Object position labeling entries
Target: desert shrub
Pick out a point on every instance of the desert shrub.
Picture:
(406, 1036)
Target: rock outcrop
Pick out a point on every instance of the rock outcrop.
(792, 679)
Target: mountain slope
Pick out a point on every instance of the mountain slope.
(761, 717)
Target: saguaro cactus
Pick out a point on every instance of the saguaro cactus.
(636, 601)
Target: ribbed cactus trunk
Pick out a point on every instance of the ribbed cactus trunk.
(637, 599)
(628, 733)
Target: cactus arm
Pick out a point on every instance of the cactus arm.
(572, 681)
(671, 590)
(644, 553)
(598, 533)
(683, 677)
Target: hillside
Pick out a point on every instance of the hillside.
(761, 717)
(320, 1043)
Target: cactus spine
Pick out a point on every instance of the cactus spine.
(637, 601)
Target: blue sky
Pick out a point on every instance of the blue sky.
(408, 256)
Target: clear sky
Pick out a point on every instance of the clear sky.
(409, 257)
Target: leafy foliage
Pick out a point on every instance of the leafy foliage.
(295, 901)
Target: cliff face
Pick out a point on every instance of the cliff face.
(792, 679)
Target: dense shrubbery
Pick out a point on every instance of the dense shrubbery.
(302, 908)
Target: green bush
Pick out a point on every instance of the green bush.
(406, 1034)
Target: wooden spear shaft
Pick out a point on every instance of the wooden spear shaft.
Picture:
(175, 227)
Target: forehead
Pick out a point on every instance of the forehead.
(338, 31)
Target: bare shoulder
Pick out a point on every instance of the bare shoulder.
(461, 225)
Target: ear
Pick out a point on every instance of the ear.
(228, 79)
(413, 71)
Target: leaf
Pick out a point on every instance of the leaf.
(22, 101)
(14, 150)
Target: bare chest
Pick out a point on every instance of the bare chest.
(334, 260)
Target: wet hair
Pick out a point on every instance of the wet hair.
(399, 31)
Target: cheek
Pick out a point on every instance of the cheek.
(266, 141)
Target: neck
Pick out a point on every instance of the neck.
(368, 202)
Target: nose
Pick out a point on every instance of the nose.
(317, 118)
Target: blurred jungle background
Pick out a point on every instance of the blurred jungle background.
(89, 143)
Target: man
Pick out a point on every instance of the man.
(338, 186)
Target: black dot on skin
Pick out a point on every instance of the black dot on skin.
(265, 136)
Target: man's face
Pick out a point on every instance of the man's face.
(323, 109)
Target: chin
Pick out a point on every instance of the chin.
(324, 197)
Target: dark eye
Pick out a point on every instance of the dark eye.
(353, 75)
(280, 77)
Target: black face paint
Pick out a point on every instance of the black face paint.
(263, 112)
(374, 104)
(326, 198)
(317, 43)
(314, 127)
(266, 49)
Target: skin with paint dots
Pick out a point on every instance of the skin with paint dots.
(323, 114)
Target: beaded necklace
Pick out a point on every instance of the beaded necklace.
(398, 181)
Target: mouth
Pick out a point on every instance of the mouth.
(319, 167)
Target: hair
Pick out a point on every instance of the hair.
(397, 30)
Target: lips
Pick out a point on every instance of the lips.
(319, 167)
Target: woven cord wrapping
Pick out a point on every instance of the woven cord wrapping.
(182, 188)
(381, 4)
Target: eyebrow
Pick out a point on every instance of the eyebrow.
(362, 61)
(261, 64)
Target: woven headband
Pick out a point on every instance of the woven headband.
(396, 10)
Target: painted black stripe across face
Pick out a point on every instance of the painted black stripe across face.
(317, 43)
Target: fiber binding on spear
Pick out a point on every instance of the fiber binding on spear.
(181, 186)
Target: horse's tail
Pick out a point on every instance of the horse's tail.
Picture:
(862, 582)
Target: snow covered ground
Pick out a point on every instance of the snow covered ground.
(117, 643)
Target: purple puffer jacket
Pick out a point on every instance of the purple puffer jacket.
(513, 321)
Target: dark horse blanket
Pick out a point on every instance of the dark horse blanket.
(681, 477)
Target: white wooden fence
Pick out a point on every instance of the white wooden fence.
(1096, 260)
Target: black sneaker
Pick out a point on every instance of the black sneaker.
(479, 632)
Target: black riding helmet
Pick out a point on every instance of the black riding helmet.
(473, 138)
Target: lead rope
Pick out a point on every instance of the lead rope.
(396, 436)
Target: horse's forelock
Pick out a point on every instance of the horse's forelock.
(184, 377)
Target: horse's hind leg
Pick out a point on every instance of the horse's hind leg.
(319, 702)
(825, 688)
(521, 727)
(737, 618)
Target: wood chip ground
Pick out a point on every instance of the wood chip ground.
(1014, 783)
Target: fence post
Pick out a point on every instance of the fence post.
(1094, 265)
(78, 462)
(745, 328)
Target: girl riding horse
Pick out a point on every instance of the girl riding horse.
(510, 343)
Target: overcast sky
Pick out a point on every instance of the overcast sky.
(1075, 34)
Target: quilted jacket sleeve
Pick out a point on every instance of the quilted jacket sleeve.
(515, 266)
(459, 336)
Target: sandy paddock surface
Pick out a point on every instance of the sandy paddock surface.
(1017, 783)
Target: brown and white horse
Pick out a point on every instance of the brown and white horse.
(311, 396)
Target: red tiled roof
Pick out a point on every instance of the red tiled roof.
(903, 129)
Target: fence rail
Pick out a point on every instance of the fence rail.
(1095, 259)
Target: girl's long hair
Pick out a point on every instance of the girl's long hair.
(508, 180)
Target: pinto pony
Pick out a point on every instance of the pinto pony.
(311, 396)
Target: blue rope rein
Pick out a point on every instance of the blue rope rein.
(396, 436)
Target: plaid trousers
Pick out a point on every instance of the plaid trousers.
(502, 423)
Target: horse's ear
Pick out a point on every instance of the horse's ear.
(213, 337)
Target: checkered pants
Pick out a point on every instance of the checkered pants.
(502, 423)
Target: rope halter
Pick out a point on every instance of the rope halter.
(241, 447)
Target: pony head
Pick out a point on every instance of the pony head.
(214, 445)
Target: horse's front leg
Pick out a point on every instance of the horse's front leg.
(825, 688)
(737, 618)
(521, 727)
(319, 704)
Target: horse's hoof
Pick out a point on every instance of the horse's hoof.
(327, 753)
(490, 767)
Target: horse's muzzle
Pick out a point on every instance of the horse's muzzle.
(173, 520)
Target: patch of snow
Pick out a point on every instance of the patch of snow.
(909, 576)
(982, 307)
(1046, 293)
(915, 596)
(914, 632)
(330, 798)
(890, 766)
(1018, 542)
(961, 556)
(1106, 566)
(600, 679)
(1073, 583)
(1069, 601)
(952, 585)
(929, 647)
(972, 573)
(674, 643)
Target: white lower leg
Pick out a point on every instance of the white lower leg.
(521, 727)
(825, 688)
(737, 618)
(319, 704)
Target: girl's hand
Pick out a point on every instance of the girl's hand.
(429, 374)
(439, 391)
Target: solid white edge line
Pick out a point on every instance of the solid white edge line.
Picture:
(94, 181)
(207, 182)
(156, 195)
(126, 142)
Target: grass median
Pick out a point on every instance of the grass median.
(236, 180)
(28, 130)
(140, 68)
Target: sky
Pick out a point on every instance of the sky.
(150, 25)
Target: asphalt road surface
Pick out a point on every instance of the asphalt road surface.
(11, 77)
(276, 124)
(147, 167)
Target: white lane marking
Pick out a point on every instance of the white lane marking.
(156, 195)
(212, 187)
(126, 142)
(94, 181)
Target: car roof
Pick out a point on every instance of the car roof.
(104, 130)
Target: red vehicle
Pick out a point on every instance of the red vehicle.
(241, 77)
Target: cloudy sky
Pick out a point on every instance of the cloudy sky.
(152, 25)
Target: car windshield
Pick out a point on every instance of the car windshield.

◆ **The exercise**
Reproduce the entire listing word for word.

◆ **Output below**
Target: desert shrub
Pick out a point on every instance of the desert shrub.
Picture:
(406, 1036)
Target: rock outcrop
Pick out a point on every instance of the rock outcrop.
(792, 679)
Target: mountain slope
Pick out a point on every instance of the mountain slope.
(761, 717)
Target: saguaro cactus
Pick out a point on every instance of the saguaro cactus.
(636, 601)
Target: ribbed cactus trunk
Pick out a point on every instance of the ribbed cactus trunk.
(637, 599)
(628, 733)
Target: cactus arm
Pick out a point on every instance of the cactus arm.
(572, 681)
(671, 590)
(644, 553)
(598, 533)
(683, 677)
Target: hillside
Pick out a point on every instance of the hillside.
(761, 717)
(320, 1043)
Target: cactus spine
Pick out a point on every instance of the cactus spine.
(637, 601)
Target: blue sky
Pick out a point on every instance of the blue sky.
(408, 256)
Target: clear sky
Pick out a point on every instance of the clear sky.
(409, 257)
Target: leafy foliage
Pick out a point on every instance of the leafy foliage.
(295, 901)
Target: cliff face
Pick out a point on every instance of the cliff face.
(792, 679)
Target: dense shrubbery
Pick out a point on every instance of the dense shrubbery.
(302, 908)
Target: green bush
Pick out a point on every instance of the green bush.
(406, 1034)
Target: wooden spear shaft
Pick out a point on every instance of the wooden spear shaft.
Picture:
(175, 227)
Target: forehead
Pick out a point on every instance of the forehead.
(338, 31)
Target: bare shoulder
Pick out a point on every instance of the bare shoulder.
(461, 225)
Target: ear
Pick out a point on every instance of the ear.
(228, 79)
(413, 71)
Target: leaf
Pick out a point on every instance of the leaf.
(22, 101)
(14, 150)
Target: bare chest
Pick out a point on every instance of the bare chest.
(334, 260)
Target: wet hair
Pick out a point on every instance of the wet hair.
(399, 31)
Target: cheek
Pick out a point on every instance of the cheek.
(266, 141)
Target: neck
Pick out a point on every instance of the neck.
(368, 202)
Target: nose
Pick out a point on every instance of the nose.
(317, 118)
Target: blurred jungle background
Pick out a point on every instance of the blurred jungle background.
(89, 143)
Target: man
Pick out a point on every instance of the man.
(338, 186)
Target: black dot on skin
Pick out a point on every instance of the black dot on skin.
(265, 136)
Target: man's face
Pick out a point on every instance of the man's face.
(323, 109)
Target: chin
Pick out a point on every instance of the chin.
(324, 197)
Target: dark eye
Pick out a point on every instance of the dark eye.
(353, 75)
(280, 77)
Target: black face paint
Pick out a point on every instance of the black face paint.
(263, 112)
(374, 104)
(326, 198)
(317, 43)
(314, 127)
(266, 49)
Target: skin with paint dots
Pick out a point on every instance of the skin with paint dots.
(323, 114)
Target: beaded necklace
Pick out a point on every instance of the beaded necklace.
(398, 181)
Target: mouth
Pick out a point on every instance of the mouth.
(319, 167)
Target: hair
Pick out a point on every instance of the hair.
(397, 30)
Target: lips
Pick out a point on every instance of the lips.
(319, 167)
Target: woven cord wrapping
Pick out a point on every instance of the woven cord wrapping.
(182, 188)
(381, 4)
Target: eyebrow
Pick out a point on every instance of the eyebrow.
(362, 61)
(261, 64)
Target: woven headband
Pick out a point on every instance of the woven headband.
(396, 10)
Target: painted black stripe across face
Pick out a point on every instance of the painted black stripe across face.
(317, 43)
Target: fiber binding on spear
Pick out a point on every instance of the fiber binding on spear.
(181, 186)
Target: horse's tail
Pick out a point on every instance of the horse's tail.
Picture:
(862, 582)
Target: snow covered ground
Pick out a point on every instance of the snow covered ground.
(117, 643)
Target: purple puffer jacket
Pick out a point on every instance of the purple puffer jacket.
(513, 321)
Target: dark horse blanket
Pick out a point on every instance of the dark horse blanket.
(681, 477)
Target: white wooden fence
Pick out a point on every instance of the white wooden fence.
(1096, 260)
Target: black sneaker
Pick out a point on every instance of the black sneaker.
(479, 632)
Target: black riding helmet
Pick out a point on every instance of the black riding helmet.
(473, 138)
Target: lead rope
Pick out a point on every instance of the lead rope.
(396, 436)
Target: horse's forelock
Pick out a point on every instance of the horse's forelock.
(184, 377)
Target: horse's hind leg
Pick out a point on every instance of the horse's hind leg.
(319, 702)
(825, 688)
(521, 727)
(737, 618)
Target: wood chip ground
Pick out a point on every instance of the wood chip ground.
(1014, 783)
Target: fence post
Pick out a point on every instance of the fence post.
(1094, 265)
(78, 462)
(745, 328)
Target: girl riding horse
Pick out a point on every instance of the girl riding horse.
(510, 343)
Target: overcast sky
Pick out a point on every instance of the overcast sky.
(1075, 34)
Target: quilted jacket sleeve
Pick out a point on every instance of the quilted jacket sleeve.
(515, 266)
(459, 336)
Target: sandy paddock surface
Pick out a point on every instance of the sandy paddock surface.
(1017, 783)
Target: brown and white horse
Pick out a point on every instance of the brown and white horse.
(311, 396)
Target: red tiled roof
Pick out a point on every instance of the red tiled roof.
(903, 129)
Target: fence rail
Pick out a point on every instance of the fence rail.
(1095, 259)
Target: girl's long hair
Pick out a point on every instance of the girl's long hair.
(508, 180)
Target: pinto pony
Pick out a point on every instance of the pinto pony.
(311, 396)
Target: blue rope rein
Pick out a point on every instance of the blue rope rein.
(396, 436)
Target: plaid trousers
Pick out a point on every instance of the plaid trousers.
(502, 423)
Target: horse's ear
Pick out a point on every instance of the horse's ear.
(213, 337)
Target: checkered pants
Pick out a point on every instance of the checkered pants.
(502, 423)
Target: rope halter
Pick out a point on every instance of the rope halter.
(241, 447)
Target: pony head
Pick out a point on every instance of the pony head.
(214, 445)
Target: horse's front leg
Pick out a point on every instance of the horse's front leg.
(825, 688)
(737, 618)
(521, 727)
(319, 704)
Target: horse's hoof
Pick out a point on every instance of the horse's hoof.
(327, 753)
(490, 767)
Target: horse's muzzle
Pick out a point on every instance of the horse's muzzle.
(173, 520)
Target: patch of snow
Pick out a point on every instance of the patch of snow.
(909, 576)
(982, 307)
(1046, 293)
(915, 596)
(914, 632)
(330, 798)
(890, 766)
(1018, 542)
(961, 556)
(1106, 566)
(600, 679)
(1073, 583)
(1069, 601)
(952, 585)
(929, 647)
(972, 573)
(674, 643)
Target: white lower leg
Pick out a point on every instance of the white lower leg.
(521, 727)
(825, 688)
(737, 618)
(319, 704)
Target: girl's hand
Pick out a point on every instance of the girl's hand.
(429, 374)
(439, 391)
Target: solid white edge line
Pick out a point on every instance of the solid white edge line.
Picture:
(94, 181)
(207, 182)
(156, 195)
(126, 142)
Target: grass median
Pick out a point on every instance of the grass median.
(236, 180)
(28, 130)
(140, 68)
Target: sky
Pick out a point on every instance of the sky.
(150, 25)
Target: asphalt road surface
Pick out a point on every instance of the asphalt road surface.
(11, 77)
(276, 124)
(147, 167)
Target: white lane marking
Pick out a point on every instance of the white lane marking.
(156, 195)
(212, 187)
(126, 142)
(94, 181)
Target: car roof
Pick out a point on every instance of the car roof.
(104, 130)
Target: red vehicle
Pick out a point on every instance of the red vehicle.
(241, 77)
Target: cloudy sky
Pick out a point on every instance of the cloudy sky.
(152, 25)
Target: car windshield
Pick out a point on every instance of the car windshield.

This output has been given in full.